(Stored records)
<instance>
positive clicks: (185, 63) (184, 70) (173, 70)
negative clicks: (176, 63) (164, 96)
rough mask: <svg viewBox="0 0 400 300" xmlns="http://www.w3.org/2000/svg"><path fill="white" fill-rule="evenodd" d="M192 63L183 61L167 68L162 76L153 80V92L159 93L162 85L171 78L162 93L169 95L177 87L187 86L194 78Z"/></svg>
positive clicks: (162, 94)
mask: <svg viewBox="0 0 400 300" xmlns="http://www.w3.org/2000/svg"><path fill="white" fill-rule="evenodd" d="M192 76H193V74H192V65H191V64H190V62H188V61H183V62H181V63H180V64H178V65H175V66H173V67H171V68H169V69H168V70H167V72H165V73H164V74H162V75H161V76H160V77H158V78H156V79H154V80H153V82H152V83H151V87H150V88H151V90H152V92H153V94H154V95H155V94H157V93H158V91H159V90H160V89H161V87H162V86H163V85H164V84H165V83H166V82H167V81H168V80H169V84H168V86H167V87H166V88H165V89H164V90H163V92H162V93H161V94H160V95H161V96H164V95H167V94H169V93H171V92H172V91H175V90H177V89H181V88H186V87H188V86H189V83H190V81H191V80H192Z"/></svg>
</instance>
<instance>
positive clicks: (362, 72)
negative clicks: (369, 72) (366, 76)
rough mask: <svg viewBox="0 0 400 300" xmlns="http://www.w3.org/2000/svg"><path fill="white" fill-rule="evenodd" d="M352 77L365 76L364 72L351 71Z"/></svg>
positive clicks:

EXERCISE GOAL:
Which lines hold the word "negative"? Copy each of them from the records.

ANSWER SPACE:
negative clicks: (176, 63) (164, 96)
negative clicks: (369, 72) (366, 76)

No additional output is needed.